__Consegne__
- a) Rispondi in base all'estratto sul taccuino americano:
(i) In che modo chi scrive è riuscito ad "attaccar bottone" con il compagno di viaggio?
(ii) Di che cosa si occupa il compagno di viaggio?
(iii) Con quale crisi il compagno vuole mettere a confronto l'attuale crisi americana?
- b) Trascrivi fedelmente il passo dell'estratto sul taccuino americano che va da "Il viaggio ideale" fino a "questo taccuino americano." incluso.

__Estratto fornito__
Appunti sul taccuino americano, i rischi di una lezione non capita

In viaggio, per raggiungere l’America ho avuto il piacere e la fortuna d’aver trovato un buon compagno. Sbirciando i titoli di quanto lui leggeva e che io avevo con me, non è stato difficile “attaccar bottone”.
Il viaggio ideale (secondo me) è trovare una compagnia occasionale con la quale ragionare insieme, tanto che l’itinerario si annulli nel piacere dell’incontro. Mi rendo conto di chiedere “la luna” e che quanto apprezzo, in realtà, piace a tutti, ma nessuno è veramente disposto a ciò per paura di confidarsi eccessivamente e quindi di trascendere. A me il rischio piace, quindi amo mettermi in discussione nuovamente “con il primo che capita”, magari posso migliorami, ed è questo che spaventa maggiormente le persone: l’ipotesi d’arrivare a destinazione riconoscendosi diversi rispetto a quando si è saliti. Con questa predisposizione d’animo mi apro al dialogo e riporto fedelmente quanto scopro in questo taccuino americano.
Lui è uno psicologo statunitense molto impegnato nello studio delle devianze, che mi chiede un punto di vista europeo sull’attuale crisi americana, partendo però dal confronto con quella del 1929.

__Dati__
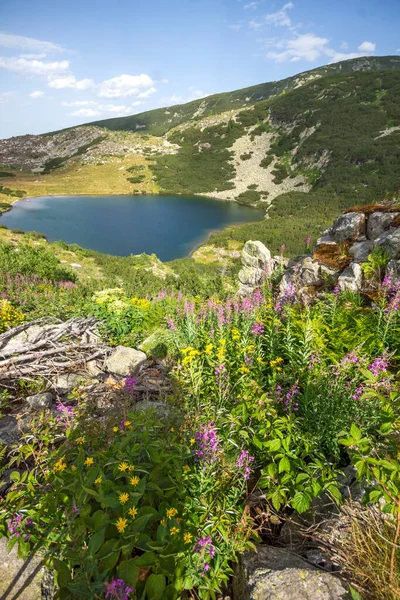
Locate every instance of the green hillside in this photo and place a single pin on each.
(161, 120)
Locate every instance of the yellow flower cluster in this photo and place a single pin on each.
(189, 354)
(141, 303)
(9, 316)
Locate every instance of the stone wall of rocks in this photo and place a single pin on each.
(337, 258)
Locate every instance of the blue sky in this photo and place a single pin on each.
(65, 63)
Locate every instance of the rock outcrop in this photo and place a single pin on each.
(337, 258)
(276, 574)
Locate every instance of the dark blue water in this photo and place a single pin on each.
(169, 226)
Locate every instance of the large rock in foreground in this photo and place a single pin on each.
(125, 361)
(277, 574)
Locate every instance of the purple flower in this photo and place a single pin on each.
(243, 462)
(258, 328)
(117, 589)
(207, 442)
(171, 325)
(130, 384)
(378, 366)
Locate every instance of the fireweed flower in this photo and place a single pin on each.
(207, 442)
(243, 462)
(117, 589)
(378, 366)
(130, 384)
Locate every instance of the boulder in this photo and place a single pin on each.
(360, 251)
(393, 270)
(9, 431)
(125, 361)
(351, 278)
(390, 242)
(378, 223)
(65, 383)
(40, 402)
(278, 574)
(255, 254)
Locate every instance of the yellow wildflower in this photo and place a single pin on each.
(121, 524)
(187, 538)
(59, 465)
(123, 498)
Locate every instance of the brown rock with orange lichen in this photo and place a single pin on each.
(333, 255)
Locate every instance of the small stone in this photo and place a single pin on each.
(378, 223)
(66, 383)
(9, 432)
(125, 361)
(361, 250)
(351, 278)
(40, 402)
(255, 254)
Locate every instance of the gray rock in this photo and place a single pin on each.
(255, 254)
(361, 250)
(125, 361)
(348, 227)
(378, 223)
(277, 574)
(393, 270)
(309, 273)
(351, 278)
(94, 368)
(160, 407)
(40, 401)
(390, 242)
(64, 384)
(9, 432)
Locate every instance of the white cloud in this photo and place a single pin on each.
(8, 40)
(174, 99)
(5, 97)
(147, 93)
(34, 55)
(79, 103)
(280, 17)
(86, 112)
(34, 67)
(308, 47)
(125, 85)
(36, 94)
(367, 47)
(70, 81)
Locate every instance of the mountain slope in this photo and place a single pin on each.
(161, 120)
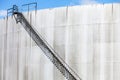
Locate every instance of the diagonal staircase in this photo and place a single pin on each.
(44, 46)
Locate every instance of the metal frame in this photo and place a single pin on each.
(29, 4)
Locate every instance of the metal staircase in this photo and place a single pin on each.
(51, 54)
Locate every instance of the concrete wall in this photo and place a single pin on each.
(86, 37)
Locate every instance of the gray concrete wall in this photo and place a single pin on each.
(86, 37)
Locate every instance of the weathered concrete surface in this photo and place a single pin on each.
(86, 37)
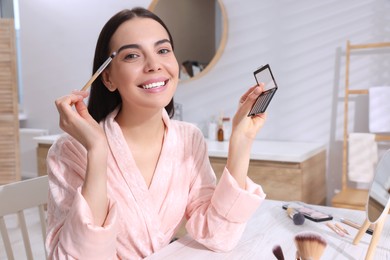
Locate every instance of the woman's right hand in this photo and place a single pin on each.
(78, 122)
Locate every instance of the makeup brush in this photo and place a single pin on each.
(297, 217)
(100, 70)
(310, 245)
(278, 252)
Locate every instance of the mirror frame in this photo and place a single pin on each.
(222, 42)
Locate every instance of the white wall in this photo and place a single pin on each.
(298, 38)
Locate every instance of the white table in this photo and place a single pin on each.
(270, 226)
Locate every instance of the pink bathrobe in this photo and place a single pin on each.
(142, 220)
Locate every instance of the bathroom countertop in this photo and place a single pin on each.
(261, 150)
(272, 150)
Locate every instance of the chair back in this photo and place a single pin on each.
(15, 200)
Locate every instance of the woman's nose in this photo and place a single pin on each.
(152, 64)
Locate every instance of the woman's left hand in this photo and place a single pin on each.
(243, 125)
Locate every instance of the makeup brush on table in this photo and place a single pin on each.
(278, 252)
(297, 217)
(310, 245)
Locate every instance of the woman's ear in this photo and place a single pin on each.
(107, 82)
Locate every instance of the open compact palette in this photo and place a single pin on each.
(264, 75)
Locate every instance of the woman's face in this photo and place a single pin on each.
(145, 70)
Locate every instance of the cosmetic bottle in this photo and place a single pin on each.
(226, 128)
(212, 129)
(220, 130)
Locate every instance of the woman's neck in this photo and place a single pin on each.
(141, 126)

__Soluzioni__
- a)
(i) Sbirciando i titoli di ciò che il compagno leggeva e che anche chi scrive aveva con sé.
(ii) È uno psicologo statunitense molto impegnato nello studio delle devianze.
(iii) Con la crisi del 1929.

- b)
Il viaggio ideale (secondo me) è trovare una compagnia occasionale con la quale ragionare insieme, tanto che l’itinerario si annulli nel piacere dell’incontro. Mi rendo conto di chiedere “la luna” e che quanto apprezzo, in realtà, piace a tutti, ma nessuno è veramente disposto a ciò per paura di confidarsi eccessivamente e quindi di trascendere. A me il rischio piace, quindi amo mettermi in discussione nuovamente “con il primo che capita”, magari posso migliorami, ed è questo che spaventa maggiormente le persone: l’ipotesi d’arrivare a destinazione riconoscendosi diversi rispetto a quando si è saliti. Con questa predisposizione d’animo mi apro al dialogo e riporto fedelmente quanto scopro in questo taccuino americano.